[Vorliegender Auszug]

---

Katrin Sommer: Trinkwasser ist eines der am besten kontrollierten Lebensmittel in Deutschland. Bis zur Hausübergabestation sind die Wasserwerke für die Qualität verantwortlich; danach liegt die Verantwortung allerdings bei den Hauseigentümerinnen und Hauseigentümern. Durch verschiedene Studien wissen wir, dass Leitungen und Armaturen einige Parameter des Trinkwassers verändern können. So können Blei, Kupfer, Eisen und Nickel aus dem Leitungsmaterial mobilisiert und auf diese Weise ins Trinkwasser eingebracht werden. Das tatsächliche Ausmaß dieser Veränderungen ist nicht systematisch untersucht. Mit dem Citizen-Science-Projekt wollten wir dieser innerfachlichen Frage nachgehen und haben uns dabei auf chemische Parameter konzentriert. Diese Fragestellung ließ sich nur in Zusammenarbeit von Wissenschaft und Bürgerschaft bearbeiten. Während die Wissenschaft beispielsweise die Fachmethoden für die Analyse geliefert hat, haben die Bochumer Bürgerinnen und Bürger Zugang zu den relevanten Proben und konnten sich durch die Probenentnahme sowie die chemischen Untersuchungen einbringen. 

Mit unserem Citizen-Science-Projekt konnten wir hier einen wichtigen Beitrag für künftige bürgerwissenschaftliche Projekte leisten.

— Jan Karth

Sie wollten also Erkenntnisse über ausgewählte Parameter des Trinkwassers gewinnen und gleichzeitig neue Methoden in der Bürgerwissenschaft erproben?

---

[Angezeigte Daten]
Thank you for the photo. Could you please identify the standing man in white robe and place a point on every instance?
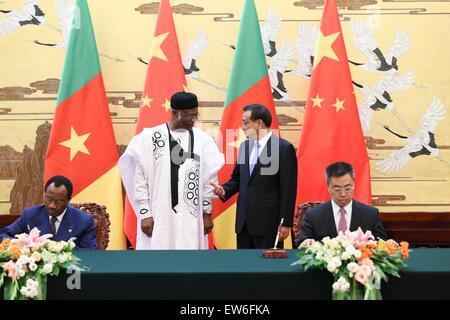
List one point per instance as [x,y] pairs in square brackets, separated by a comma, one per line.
[166,171]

---

[Kurze Aufgabe A] Welche Metalle können laut dem Interviewauszug zum Bochumer Trinkwasserprojekt aus dem Leitungsmaterial ins Trinkwasser gelangen?
[Kurze Aufgabe B] Knüpfe an den Interviewauszug zum Bochumer Trinkwasserprojekt an und schreibe ihn nach der letzten Frage weiter.

[Antwort A] Blei, Kupfer, Eisen und Nickel.

[Antwort B]
Jan Kath: Ja. Teststäbchen sind gut geeignet, um große Räume abzudecken und werden beispielsweise in ökologischen Studien häufig bürgerwissenschaftlich eingesetzt. Aber nicht alle Parameter des Trinkwassers lassen sich mit mobilen Methoden hinreichend analysieren. Wenn es um chemische Fragestellungen geht, dann braucht es Labormethoden. Mit unserem Citizen-Science-Projekt konnten wir hier einen wichtigen Beitrag für künftige bürgerwissenschaftliche Projekte leisten, denn die Bürgerinnen und Bürger haben die Methoden erfolgreich durchgeführt und valide Messdaten erhalten. 

Das Projekt ist am Lehrstuhl Didaktik der Chemie angesiedelt. In welchem Zusammenhang stehen Didaktik und Wissenstransfer?
Katrin Sommer: Es ist eine ureigene didaktische Aufgabe, Inhalte, Methoden und Ergebnisse, die in dem Fach genutzt beziehungsweise erzeugt werden, für Personen zugänglich zu machen, die keine Expertinnen oder Experten auf dem Gebiet sind. Im Chemieunterricht werden Erkenntnisse der Fachwissenschaft didaktisch so reduziert, dass sie von Schülerinnen und Schülern verstanden werden können. Und auch Schülerinnen und Schüler lernen Fachmethoden kennen und wie sie diese anwenden. Mit dem Citizen-Science-Projekt haben wir eine andere Zielgruppe, explizit Erwachsene aus Bochum, angesprochen, die entweder Interesse an ihrem Trinkwasser haben und bereit sind, in einem Labor Untersuchungen durchzuführen, oder die tatsächlich ein gewisses experimentelles Interesse besitzen. Wir wollten mit authentischen Labormethoden arbeiten. Das war herausfordernd, denn ein vergleichbares Projekt hatte es bis dato nicht gegeben. Es war also eine didaktische Herausforderung, diese Labormethoden an die Zielgruppe der Erwachsenen anzupassen. In diesem Sinne passt das Projekt auch zur Zielsetzung des Lehrstuhls Didaktik der Chemie. 

Wie ist es Ihnen gelungen, Bürgerinnen und Bürgern die Fachmethoden der Chemie näherzubringen? Wie sind Sie vorgegangen?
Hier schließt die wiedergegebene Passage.